## Objective
Present as a numbered list the lines of the data starting with the line containing "ceiling fan blade." and continuing through the final line of the data, both included, and omit any blank lines.

## Records for processing
* * * * * * * * *
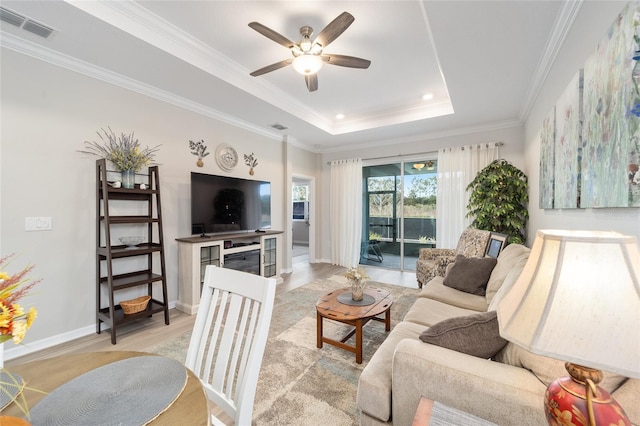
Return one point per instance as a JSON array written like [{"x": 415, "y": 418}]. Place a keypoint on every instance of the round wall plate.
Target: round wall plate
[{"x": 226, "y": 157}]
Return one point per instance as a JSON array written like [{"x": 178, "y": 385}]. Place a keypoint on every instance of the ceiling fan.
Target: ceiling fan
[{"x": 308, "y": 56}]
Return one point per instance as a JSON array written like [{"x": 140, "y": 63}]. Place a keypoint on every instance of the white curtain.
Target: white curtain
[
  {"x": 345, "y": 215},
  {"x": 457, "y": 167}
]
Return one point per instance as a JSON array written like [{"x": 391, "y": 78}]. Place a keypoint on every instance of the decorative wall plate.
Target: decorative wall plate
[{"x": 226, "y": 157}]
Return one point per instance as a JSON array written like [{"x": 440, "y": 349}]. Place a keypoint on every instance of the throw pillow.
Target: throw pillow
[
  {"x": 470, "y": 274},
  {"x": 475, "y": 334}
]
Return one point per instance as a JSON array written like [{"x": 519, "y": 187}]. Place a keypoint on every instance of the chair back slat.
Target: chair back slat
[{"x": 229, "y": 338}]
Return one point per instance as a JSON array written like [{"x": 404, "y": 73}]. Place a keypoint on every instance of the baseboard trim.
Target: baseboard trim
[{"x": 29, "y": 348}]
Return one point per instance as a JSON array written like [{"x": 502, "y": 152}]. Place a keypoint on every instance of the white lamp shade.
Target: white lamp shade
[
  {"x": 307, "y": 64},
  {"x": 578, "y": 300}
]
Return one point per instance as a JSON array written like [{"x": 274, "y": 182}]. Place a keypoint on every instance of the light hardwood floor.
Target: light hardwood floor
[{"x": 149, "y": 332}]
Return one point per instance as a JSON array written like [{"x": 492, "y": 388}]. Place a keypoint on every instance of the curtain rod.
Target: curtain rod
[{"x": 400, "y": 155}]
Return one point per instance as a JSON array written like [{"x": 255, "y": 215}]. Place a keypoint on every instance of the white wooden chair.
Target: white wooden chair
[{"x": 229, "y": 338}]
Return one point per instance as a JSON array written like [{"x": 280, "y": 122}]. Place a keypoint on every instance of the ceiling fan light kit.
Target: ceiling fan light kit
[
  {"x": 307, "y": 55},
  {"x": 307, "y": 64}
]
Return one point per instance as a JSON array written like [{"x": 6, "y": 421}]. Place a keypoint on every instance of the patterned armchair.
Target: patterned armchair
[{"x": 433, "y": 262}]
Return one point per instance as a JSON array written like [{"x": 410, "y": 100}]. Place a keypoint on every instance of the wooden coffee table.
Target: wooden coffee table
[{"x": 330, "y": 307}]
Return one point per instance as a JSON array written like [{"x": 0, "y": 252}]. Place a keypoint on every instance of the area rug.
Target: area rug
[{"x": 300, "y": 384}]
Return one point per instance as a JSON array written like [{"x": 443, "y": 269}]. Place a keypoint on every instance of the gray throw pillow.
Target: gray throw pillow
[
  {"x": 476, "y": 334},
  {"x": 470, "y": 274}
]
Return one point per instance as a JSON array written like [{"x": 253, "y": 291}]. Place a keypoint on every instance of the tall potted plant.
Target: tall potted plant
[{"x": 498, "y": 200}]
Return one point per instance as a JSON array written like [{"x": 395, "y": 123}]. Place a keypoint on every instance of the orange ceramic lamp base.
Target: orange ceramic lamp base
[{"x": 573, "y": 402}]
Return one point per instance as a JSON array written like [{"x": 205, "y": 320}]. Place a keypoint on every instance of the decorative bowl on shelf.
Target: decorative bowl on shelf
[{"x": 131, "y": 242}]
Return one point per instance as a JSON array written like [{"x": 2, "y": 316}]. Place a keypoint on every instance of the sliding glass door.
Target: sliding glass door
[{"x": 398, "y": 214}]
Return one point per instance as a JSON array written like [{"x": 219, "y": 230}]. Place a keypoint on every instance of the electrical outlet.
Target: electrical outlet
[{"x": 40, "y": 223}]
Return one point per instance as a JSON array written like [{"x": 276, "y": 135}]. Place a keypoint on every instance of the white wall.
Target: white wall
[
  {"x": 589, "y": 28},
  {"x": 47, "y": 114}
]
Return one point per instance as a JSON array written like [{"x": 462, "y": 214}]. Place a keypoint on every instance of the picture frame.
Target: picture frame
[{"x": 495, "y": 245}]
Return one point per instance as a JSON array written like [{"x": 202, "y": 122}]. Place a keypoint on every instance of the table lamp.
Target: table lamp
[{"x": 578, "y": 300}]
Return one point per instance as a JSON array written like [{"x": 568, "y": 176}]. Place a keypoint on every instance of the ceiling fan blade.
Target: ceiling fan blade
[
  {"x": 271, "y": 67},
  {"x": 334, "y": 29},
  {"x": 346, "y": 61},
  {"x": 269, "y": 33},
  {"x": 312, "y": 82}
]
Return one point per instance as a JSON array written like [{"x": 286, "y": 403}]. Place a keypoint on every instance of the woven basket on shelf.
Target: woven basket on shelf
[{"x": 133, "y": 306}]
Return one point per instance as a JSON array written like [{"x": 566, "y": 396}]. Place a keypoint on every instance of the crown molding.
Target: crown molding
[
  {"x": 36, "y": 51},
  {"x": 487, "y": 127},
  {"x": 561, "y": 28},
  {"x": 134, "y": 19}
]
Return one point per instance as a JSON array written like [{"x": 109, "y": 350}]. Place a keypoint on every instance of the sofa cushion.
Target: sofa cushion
* * * * * * * * *
## Reply to the task
1. Return one point per instance as a JSON array written like [{"x": 568, "y": 176}]. Place a keypoint on every instance of the ceiling fan blade.
2. Target: ceiling fan blade
3. [
4.   {"x": 271, "y": 67},
5.   {"x": 334, "y": 29},
6.   {"x": 346, "y": 61},
7.   {"x": 269, "y": 33},
8.   {"x": 312, "y": 82}
9. ]
10. Return one point per instance as a JSON array written like [{"x": 286, "y": 403}]. Place a keypoint on every instance of the woven basket on shelf.
11. Target: woven basket on shelf
12. [{"x": 133, "y": 306}]
13. Return one point per instance as a JSON array written like [{"x": 566, "y": 396}]. Place a keypoint on every instance of the crown molding.
14. Target: crown molding
15. [
16.   {"x": 36, "y": 51},
17.   {"x": 487, "y": 127},
18.   {"x": 561, "y": 28},
19.   {"x": 134, "y": 19}
20. ]
21. Return one point per instance as a JSON array written like [{"x": 109, "y": 350}]. Place a keypoint on every instance of the sofa cushion.
22. Target: sofa cushion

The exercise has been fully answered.